[start of Extracted entries]
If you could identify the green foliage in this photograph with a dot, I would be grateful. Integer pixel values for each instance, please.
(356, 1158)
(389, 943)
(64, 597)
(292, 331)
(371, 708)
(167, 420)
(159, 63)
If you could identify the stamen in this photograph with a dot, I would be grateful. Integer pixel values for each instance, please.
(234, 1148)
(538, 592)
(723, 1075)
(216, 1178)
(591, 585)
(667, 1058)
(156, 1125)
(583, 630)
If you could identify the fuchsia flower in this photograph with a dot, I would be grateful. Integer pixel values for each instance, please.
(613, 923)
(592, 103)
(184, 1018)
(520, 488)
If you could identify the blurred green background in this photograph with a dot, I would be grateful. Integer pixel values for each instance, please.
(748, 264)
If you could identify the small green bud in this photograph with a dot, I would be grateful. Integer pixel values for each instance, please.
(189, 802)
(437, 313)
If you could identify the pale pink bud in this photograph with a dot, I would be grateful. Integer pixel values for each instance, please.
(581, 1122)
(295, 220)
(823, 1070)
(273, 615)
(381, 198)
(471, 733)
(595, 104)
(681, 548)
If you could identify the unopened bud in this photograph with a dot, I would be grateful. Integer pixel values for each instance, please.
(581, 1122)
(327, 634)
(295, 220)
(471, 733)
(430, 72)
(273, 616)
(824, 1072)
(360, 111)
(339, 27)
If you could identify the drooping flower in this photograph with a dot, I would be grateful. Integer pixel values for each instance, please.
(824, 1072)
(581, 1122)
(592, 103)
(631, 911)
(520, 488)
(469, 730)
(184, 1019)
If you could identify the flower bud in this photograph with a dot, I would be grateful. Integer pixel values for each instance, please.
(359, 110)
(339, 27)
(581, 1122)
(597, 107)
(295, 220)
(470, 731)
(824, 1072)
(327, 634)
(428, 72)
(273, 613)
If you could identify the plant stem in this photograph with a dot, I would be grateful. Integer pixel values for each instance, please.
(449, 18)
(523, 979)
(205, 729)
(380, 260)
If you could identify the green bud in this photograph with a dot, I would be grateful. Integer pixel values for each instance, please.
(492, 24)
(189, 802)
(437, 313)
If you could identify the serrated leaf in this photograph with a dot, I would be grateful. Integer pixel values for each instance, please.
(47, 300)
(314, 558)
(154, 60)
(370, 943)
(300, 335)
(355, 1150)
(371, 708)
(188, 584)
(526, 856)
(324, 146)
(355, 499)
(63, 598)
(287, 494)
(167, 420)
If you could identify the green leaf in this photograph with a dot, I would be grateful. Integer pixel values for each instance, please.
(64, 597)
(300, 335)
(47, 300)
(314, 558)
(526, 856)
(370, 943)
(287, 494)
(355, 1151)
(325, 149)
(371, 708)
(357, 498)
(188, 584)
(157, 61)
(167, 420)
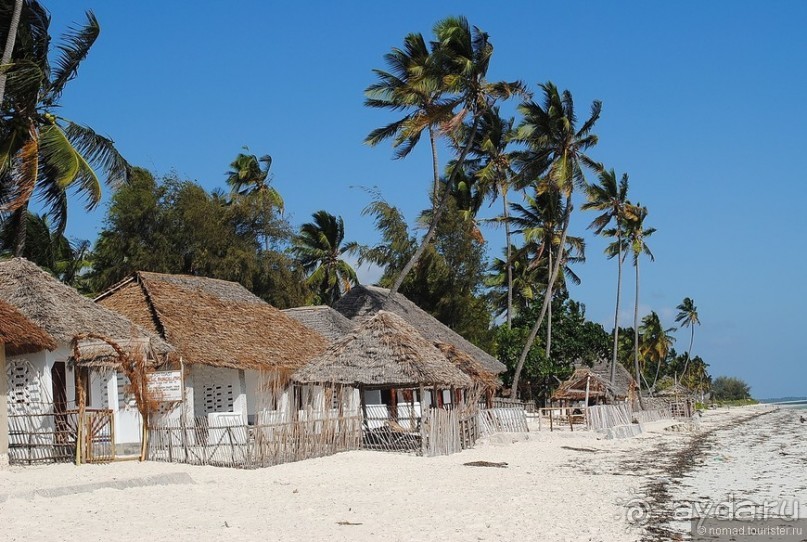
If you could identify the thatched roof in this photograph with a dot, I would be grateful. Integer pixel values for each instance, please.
(599, 384)
(361, 302)
(383, 352)
(468, 365)
(19, 334)
(65, 314)
(214, 322)
(324, 320)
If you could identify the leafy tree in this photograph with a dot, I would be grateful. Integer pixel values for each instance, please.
(320, 248)
(688, 317)
(656, 342)
(175, 226)
(556, 153)
(636, 236)
(729, 388)
(41, 152)
(610, 198)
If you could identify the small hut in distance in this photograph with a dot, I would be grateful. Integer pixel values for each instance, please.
(593, 384)
(385, 354)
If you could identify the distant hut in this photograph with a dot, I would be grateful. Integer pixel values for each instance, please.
(595, 384)
(362, 302)
(323, 319)
(392, 366)
(18, 336)
(237, 350)
(45, 384)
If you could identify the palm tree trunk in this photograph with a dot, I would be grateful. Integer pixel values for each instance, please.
(438, 211)
(547, 299)
(509, 258)
(549, 319)
(435, 167)
(10, 40)
(21, 216)
(689, 352)
(636, 337)
(614, 360)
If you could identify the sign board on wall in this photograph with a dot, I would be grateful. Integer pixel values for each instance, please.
(165, 385)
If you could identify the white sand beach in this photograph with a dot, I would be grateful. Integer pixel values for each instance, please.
(555, 486)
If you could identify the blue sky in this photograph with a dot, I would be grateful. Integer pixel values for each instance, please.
(703, 107)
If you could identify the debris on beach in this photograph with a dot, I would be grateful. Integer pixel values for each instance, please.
(502, 465)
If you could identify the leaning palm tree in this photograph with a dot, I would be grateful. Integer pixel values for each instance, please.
(636, 236)
(555, 154)
(610, 198)
(41, 152)
(411, 83)
(462, 55)
(11, 38)
(491, 165)
(320, 247)
(688, 317)
(656, 342)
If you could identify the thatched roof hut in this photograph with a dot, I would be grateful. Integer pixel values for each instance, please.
(362, 302)
(19, 334)
(468, 365)
(324, 320)
(383, 352)
(214, 322)
(598, 378)
(65, 314)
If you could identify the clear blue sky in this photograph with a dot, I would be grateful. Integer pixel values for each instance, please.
(703, 107)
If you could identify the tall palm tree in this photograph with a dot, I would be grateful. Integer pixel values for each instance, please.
(688, 317)
(320, 247)
(491, 165)
(11, 38)
(636, 236)
(462, 55)
(413, 83)
(247, 177)
(610, 198)
(40, 151)
(556, 153)
(656, 342)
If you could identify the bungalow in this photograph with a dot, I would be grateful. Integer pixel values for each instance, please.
(18, 335)
(43, 384)
(236, 351)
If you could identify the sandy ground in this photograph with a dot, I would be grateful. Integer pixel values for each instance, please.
(556, 486)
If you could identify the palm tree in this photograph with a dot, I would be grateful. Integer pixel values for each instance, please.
(688, 317)
(656, 342)
(462, 56)
(414, 84)
(11, 37)
(556, 153)
(247, 177)
(491, 165)
(320, 248)
(611, 199)
(636, 236)
(41, 152)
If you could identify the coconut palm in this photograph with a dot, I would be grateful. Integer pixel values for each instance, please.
(555, 154)
(462, 55)
(41, 152)
(320, 247)
(11, 38)
(246, 177)
(656, 342)
(413, 83)
(491, 165)
(636, 236)
(688, 317)
(610, 198)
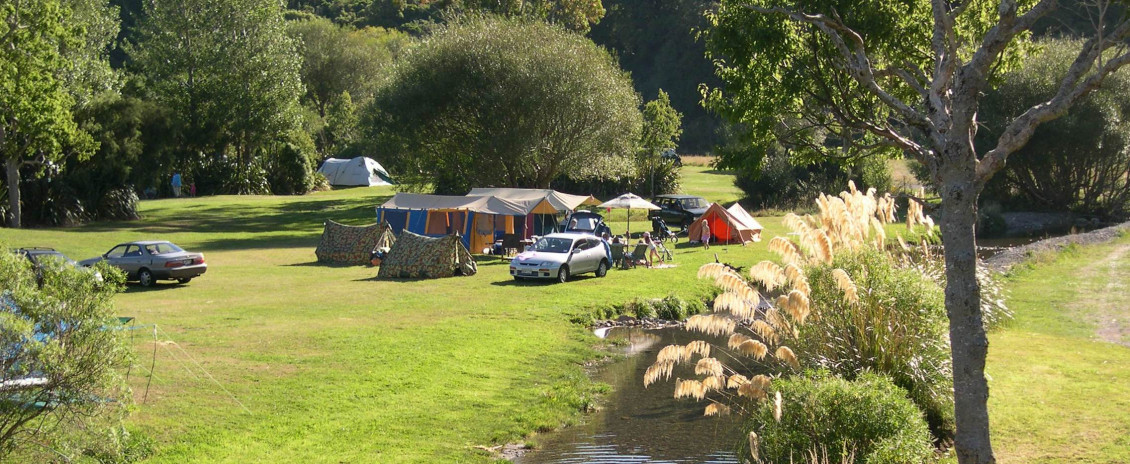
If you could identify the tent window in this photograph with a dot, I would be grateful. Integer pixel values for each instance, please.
(436, 222)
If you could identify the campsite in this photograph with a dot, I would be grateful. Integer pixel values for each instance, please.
(276, 357)
(558, 232)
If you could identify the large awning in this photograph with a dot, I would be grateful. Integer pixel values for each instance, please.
(484, 204)
(531, 199)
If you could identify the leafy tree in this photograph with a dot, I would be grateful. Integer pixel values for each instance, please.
(337, 59)
(662, 125)
(36, 125)
(62, 361)
(1077, 163)
(835, 79)
(657, 42)
(408, 15)
(502, 102)
(227, 69)
(661, 129)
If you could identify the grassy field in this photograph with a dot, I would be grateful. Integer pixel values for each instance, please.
(324, 364)
(1060, 388)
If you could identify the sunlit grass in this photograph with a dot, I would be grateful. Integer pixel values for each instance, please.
(1059, 394)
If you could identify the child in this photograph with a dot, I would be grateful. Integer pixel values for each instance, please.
(705, 236)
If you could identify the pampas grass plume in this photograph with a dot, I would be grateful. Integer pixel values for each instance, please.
(754, 348)
(709, 366)
(785, 355)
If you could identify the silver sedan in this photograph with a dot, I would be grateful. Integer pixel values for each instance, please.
(150, 261)
(562, 255)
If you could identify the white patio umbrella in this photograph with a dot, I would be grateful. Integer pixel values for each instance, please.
(628, 201)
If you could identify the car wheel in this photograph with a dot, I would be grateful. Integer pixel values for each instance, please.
(145, 278)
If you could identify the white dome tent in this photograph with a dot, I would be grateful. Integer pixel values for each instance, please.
(359, 171)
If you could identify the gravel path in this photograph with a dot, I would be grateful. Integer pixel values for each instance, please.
(1006, 260)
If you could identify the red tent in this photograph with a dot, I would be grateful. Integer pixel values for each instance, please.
(728, 226)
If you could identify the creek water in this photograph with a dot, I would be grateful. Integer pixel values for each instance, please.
(637, 425)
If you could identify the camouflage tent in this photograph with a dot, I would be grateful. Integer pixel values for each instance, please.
(351, 244)
(427, 257)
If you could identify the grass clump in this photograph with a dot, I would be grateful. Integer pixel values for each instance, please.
(824, 418)
(911, 348)
(670, 307)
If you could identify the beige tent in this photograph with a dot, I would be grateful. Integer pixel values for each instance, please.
(342, 244)
(727, 226)
(416, 256)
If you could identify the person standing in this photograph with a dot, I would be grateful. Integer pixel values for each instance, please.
(705, 236)
(176, 184)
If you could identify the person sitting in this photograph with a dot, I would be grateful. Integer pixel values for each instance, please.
(652, 250)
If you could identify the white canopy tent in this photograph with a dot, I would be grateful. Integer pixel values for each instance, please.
(359, 171)
(628, 201)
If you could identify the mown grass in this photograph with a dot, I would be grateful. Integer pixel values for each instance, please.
(335, 366)
(1058, 393)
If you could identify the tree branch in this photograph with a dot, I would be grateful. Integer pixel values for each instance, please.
(1018, 132)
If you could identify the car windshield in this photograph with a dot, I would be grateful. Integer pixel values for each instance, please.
(553, 245)
(582, 224)
(693, 203)
(163, 248)
(53, 255)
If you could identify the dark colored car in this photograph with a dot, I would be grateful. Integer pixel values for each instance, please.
(147, 262)
(678, 210)
(671, 156)
(585, 222)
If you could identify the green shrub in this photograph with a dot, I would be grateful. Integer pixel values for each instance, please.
(869, 419)
(897, 329)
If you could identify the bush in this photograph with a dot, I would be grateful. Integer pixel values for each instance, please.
(780, 183)
(869, 419)
(670, 308)
(912, 348)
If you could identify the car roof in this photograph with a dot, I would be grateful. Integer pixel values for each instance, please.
(144, 243)
(677, 197)
(570, 235)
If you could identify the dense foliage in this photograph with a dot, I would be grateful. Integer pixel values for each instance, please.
(46, 60)
(459, 108)
(63, 361)
(657, 42)
(824, 418)
(1079, 163)
(229, 76)
(782, 182)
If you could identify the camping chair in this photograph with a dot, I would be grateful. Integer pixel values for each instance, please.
(639, 254)
(619, 259)
(663, 251)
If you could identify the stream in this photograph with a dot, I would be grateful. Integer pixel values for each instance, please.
(637, 425)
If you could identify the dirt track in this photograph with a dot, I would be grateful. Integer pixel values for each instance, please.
(1004, 261)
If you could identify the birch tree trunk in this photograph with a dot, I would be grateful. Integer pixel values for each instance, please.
(968, 343)
(11, 165)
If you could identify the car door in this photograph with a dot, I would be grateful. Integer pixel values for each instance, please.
(131, 260)
(596, 252)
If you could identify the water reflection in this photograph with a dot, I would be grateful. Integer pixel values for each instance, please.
(642, 425)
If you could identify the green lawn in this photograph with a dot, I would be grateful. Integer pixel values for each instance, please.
(335, 366)
(1059, 392)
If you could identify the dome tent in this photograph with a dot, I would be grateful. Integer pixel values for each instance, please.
(359, 171)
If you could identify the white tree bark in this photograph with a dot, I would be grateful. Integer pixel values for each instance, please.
(946, 115)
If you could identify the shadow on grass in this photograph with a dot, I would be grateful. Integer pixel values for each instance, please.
(321, 264)
(541, 281)
(248, 217)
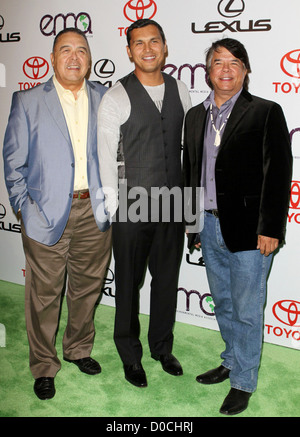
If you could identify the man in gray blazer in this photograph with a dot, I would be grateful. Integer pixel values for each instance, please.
(53, 180)
(237, 147)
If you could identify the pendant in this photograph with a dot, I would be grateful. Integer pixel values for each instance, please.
(217, 138)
[end of Extracted entries]
◆ **Short task**
Copy exactly the lines from the line containing "If you could identify the green lawn" through the last line of the records above, both included, and leave out any pictures.

◆ **Written response**
If you could identify the green lawn in this photograph with a dot, I would be grateful. Integer pixel values for each instance, please.
(335, 366)
(1059, 392)
If you could identify the dome tent in this photograph with a dot, I would be grateful. Integer pixel values for each instance, please.
(359, 171)
If you could identify the white tree bark in this photograph with a dot, I would be grateful. Integer pixel values for each instance, please.
(946, 115)
If you could identify the shadow on grass in this photograph with a dot, I would be grateful. Integer pixel values for each instance, please.
(321, 264)
(541, 281)
(248, 217)
If you could identify the man in gray blazer in this photograph with a dot, I would be grateful. Integer pixel values for each instance, please.
(53, 180)
(237, 147)
If you could identify the pendant in this photograph with a dot, I would be grateful. Integer pixel values for each instance, please.
(217, 138)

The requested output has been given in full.